What the exercise asks>
Return the records, each one exactly as written.

# START OF Material for this exercise

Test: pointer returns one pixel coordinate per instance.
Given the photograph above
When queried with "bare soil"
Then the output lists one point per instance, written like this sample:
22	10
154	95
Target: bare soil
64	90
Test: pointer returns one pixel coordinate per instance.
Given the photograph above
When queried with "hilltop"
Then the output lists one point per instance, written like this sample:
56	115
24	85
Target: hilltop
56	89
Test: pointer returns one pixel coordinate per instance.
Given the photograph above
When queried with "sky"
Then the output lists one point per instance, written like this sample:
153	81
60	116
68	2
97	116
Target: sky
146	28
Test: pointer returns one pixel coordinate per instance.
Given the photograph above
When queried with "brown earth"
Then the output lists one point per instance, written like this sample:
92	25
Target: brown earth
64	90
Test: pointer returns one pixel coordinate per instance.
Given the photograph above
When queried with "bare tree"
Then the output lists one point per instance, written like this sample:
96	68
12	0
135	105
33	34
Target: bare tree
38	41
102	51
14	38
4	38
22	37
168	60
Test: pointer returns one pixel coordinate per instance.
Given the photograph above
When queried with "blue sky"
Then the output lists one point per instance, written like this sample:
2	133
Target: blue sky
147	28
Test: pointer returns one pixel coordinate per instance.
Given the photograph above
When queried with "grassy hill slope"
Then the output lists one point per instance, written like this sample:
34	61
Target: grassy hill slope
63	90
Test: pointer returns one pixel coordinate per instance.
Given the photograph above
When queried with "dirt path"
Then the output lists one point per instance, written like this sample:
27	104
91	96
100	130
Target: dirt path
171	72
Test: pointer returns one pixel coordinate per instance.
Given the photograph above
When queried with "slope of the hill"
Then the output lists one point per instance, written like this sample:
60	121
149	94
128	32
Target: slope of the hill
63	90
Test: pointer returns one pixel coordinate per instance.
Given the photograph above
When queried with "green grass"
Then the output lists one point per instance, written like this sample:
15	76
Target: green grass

# END OF Material for this exercise

Solved problem>
Test: pointer returns one pixel coordinate per instance.
Given the photograph above
When queried with "bare soil"
Then the output lists one point per instance, written like this sample:
22	10
154	95
Target: bare soil
64	90
Test: pointer returns one pixel coordinate per instance.
Given the photograph above
When queried with "hilltop"
Then the output lists one point per instance, written like this sample:
56	115
24	85
Target: hilltop
56	89
Test: pointer returns one pixel coordinate per instance.
Given the photograph above
When queried with "sky"
Then the output lists one point per instance, written like this sample:
153	81
60	116
68	2
97	116
Target: sky
146	28
Test: pointer returns one pixel coordinate per instance.
Given the photograph above
When queried with "brown earth"
Then the output lists one point per instance, written like this sample:
92	25
Target: brown earth
64	90
Test: pointer returns one pixel coordinate per instance.
Given the photograph above
When queried with "bare tree"
Then the output lists one point per instance, written like this sample:
96	68
12	0
135	105
33	34
Target: bare tree
38	41
102	51
14	38
4	38
22	37
168	60
Test: pointer returns one pixel coordinate per instance.
Given the photograph above
When queried with "blue sky"
Then the output lists one point per instance, written like this sample:
2	133
Target: blue sky
147	28
Test: pointer returns one pixel coordinate per instance.
Given the photograph above
When queried with "grassy hill slope"
Then the output lists one point per instance, written like this sample:
34	61
Target: grassy hill slope
63	90
Test: pointer returns one pixel coordinate per instance.
Given the photograph above
When queried with "dirt path"
Then the output lists one point per instance, written like this sample:
27	104
91	96
100	130
Target: dirt path
171	72
Test: pointer returns one pixel coordinate per instance.
Given the photograph above
When queried with "slope of the hill"
Then the output lists one point per instance, written like this sample:
60	121
149	94
128	32
Target: slope of the hill
63	90
Test: pointer returns one pixel coordinate per instance.
Given the photograph above
When queried with "green grass"
Then the output lists one point per instance, written like this sample:
15	76
Target: green grass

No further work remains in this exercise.